• **ABOUT THIS TASK**:
Your answer needs to include each line of the records in which the string "cyclist" can be found.

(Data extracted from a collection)
┌──
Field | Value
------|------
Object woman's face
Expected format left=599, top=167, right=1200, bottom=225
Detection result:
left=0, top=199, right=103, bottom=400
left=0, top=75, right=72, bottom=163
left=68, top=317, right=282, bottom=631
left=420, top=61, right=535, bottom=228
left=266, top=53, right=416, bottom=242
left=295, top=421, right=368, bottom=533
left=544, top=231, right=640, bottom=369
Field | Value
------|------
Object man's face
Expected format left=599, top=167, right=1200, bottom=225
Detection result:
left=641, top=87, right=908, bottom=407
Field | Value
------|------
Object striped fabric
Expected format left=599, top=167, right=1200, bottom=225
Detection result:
└──
┌──
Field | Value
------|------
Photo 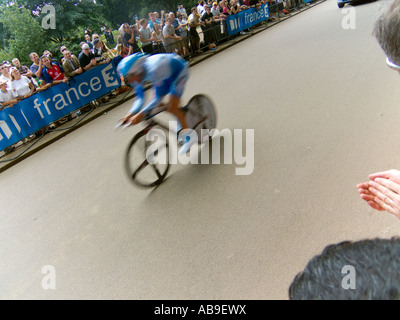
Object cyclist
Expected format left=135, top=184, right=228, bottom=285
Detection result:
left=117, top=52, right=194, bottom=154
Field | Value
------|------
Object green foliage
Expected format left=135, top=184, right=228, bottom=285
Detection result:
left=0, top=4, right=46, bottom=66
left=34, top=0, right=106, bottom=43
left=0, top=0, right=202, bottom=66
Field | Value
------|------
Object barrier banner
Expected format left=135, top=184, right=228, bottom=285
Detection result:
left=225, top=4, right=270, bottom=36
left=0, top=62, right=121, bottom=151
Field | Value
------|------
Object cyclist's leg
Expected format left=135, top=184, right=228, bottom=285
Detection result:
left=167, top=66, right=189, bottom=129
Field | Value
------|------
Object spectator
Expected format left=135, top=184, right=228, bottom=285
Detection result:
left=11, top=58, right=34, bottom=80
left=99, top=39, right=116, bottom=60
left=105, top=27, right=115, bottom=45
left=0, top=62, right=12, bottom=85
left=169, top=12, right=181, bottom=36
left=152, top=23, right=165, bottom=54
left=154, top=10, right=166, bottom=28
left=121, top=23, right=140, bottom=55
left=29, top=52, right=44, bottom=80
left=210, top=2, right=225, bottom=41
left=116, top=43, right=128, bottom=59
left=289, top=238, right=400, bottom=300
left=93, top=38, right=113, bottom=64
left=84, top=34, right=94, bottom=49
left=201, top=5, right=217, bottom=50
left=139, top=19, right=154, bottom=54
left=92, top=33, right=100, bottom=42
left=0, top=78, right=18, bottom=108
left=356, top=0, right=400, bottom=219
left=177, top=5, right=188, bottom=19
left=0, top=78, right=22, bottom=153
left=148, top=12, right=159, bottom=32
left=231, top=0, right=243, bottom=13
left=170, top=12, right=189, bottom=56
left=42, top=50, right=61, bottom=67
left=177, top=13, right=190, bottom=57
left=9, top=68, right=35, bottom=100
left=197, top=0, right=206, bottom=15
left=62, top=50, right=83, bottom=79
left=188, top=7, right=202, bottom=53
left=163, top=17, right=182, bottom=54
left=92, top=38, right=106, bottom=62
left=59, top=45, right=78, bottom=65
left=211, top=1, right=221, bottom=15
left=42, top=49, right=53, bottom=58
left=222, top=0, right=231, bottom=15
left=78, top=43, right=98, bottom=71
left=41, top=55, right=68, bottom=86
└──
• **SOLUTION**:
Object cyclist
Object cyclist's leg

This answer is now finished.